Background: Dilated cardiomyopathy is characterized by an increase in ventricular size and impairment of ventricular function. Most cases are believed to be sporadic, and familial dilated cardiomyopathy is usually considered to be a rare and distinct disorder. We studied the proportion of cases of idiopathic dilated cardiomyopathy that were familial in a large sequential series of patients whose first-degree relatives were investigated regardless of whether these relatives had cardiac symptoms.
Methods: We studied relatives of 59 index patients with idiopathic dilated cardiomyopathy of obtaining a family history and performing a physical examination, electrocardiography, and two-dimensional, M-mode, and Doppler echocardiography. A total of 315 relatives were examined.

| Task to carry out |
Answer these from the study summary on dilated cardiomyopathy above.
(a) What two features characterize dilated cardiomyopathy?
(b) How many index patients' relatives were studied?
(c) How many relatives were examined in total?

| Data block |
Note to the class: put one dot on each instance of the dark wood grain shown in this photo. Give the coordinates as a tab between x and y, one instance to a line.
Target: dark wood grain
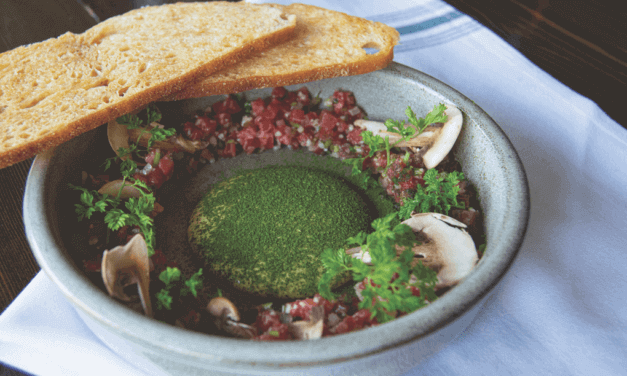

| Final answer |
(a) An increase in ventricular size and impairment of ventricular function.
(b) 59.
(c) 315.